==== Provided text ====
What A Smart Kid!
A seven-year-old boy named Finn Huish should have been in school on the morning of Oct. 25.
He was already running late when he saw his Mother starting to behave strangely.
Corrie Huis, Finn’s Mom, began slurring her words. Eventually she fell and lay there unconscious.
Naturally, Finn was scared, but he ran outside to find help. He saw some workers at a neighbor’s house, and then ran to tell them what had happened.
“When they saw me running, they said ‘There’s a kid,’” Finn told reporters. “I’m like ‘My mom might be dead.’”
The workers ten called 911 and Finn ran home. He wanted immediate help, so he picked up his Mothers phone and started texting.
“I have this group of girlfriends and we go on trips together, and he texted that whole group. Then he texted my Bunco group,” Corrie said.
Within a matter of minutes, people showed up to help. Corrie was then rushed to the hospital, where doctors gave her the diagnosis.
They found a cancerous tumor in Corrie’s brain and a few days later, they completed a successful operation to remove the tumor.
Although Finn can be a handful according to Corrie, but she is thrilled that he was late for school that day. She knows that without him, things could have been a lot worse.
“The fact is, that little stinker wouldn’t go to school that day was actually a blessing,” Corrie later said. “It was really, really awesome, but we don’t not go to school so we can get mommy to the hospital.”
With the intervention of her son, Corrie knows that she’s in good hands as she processes her diagnosis. “I am just really proud that he knew what to do because I don’t know if every 7-year-old would know,” she said.
==== Supplied information ====
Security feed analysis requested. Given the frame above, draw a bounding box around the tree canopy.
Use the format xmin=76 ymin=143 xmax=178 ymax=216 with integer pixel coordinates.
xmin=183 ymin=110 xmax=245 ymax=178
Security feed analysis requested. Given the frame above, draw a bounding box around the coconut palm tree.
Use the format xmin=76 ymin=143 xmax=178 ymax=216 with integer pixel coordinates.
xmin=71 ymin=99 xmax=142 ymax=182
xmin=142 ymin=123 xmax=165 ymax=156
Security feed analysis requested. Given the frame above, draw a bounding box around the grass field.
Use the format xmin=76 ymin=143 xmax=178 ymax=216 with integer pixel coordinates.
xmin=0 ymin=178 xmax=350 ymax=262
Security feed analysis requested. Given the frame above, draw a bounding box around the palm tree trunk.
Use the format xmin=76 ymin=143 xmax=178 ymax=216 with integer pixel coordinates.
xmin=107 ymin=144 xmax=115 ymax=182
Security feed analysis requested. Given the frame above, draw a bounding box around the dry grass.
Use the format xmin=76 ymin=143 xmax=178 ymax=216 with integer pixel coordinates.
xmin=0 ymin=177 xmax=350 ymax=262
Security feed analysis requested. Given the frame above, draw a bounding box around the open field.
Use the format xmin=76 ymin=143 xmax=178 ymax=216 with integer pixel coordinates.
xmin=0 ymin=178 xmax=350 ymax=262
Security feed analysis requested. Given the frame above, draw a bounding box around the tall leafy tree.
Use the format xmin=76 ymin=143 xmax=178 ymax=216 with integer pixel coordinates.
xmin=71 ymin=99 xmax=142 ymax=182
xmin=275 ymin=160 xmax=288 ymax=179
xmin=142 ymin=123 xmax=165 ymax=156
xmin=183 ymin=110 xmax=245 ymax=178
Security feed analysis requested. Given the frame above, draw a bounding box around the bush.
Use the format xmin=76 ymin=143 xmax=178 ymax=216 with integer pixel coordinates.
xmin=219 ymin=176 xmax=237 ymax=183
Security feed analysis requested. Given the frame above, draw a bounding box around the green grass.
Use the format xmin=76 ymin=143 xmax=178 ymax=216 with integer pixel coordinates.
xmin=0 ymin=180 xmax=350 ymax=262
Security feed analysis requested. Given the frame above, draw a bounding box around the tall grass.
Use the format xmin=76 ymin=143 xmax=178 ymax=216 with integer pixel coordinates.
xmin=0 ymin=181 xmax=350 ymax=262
====
- **Task instructions**
**1.** Print the part of the story about Finn Huish from "Within a matter" to "remove the tumor.".
**2.** Go on with the story about Finn Huish, picking up after its final sentence.
These records have no connection to the story about Finn Huish.

- **Results of the tasks**
**1.**
Within a matter of minutes, people showed up to help. Corrie was then rushed to the hospital, where doctors gave her the diagnosis.
They found a cancerous tumor in Corrie’s brain and a few days later, they completed a successful operation to remove the tumor.

**2.**
Thanks to the quick actions of another 7-year-old boy, another mother was able to quickly receive necessary surgical intervention. Not only did he help preserve his mother’s physical and mental capacities, he saved her life.
Sherece Holland, a Chicago police officer lives at home with her son, Romeo, and her mother. She was going through her normal morning routine when out of nowhere she knew something was wrong.
“I had his toothbrush and I couldn’t brush his teeth for nothing,” Sherece remembered. “I started to lose balance…I could hear everything, but I just couldn’t speak…I didn’t have any pain, but I knew something was wrong. I didn’t know it was a stroke.”
Sherece’s mother lost her cool, but Romeo knew what to do. He dialed 911 for her, and within minutes Sherece was on her way to the hospital and received a life-saving operation.
Dr. Melvin Wichter, Chair of Neurology at Christ Medical Center says, “This story touches at the core of why getting patients to the hospital who are suspected to be having a stroke can be life-saving, and it’s all predicted on the fact that Romeo perceived something was wrong and acted to save his mom’s life.”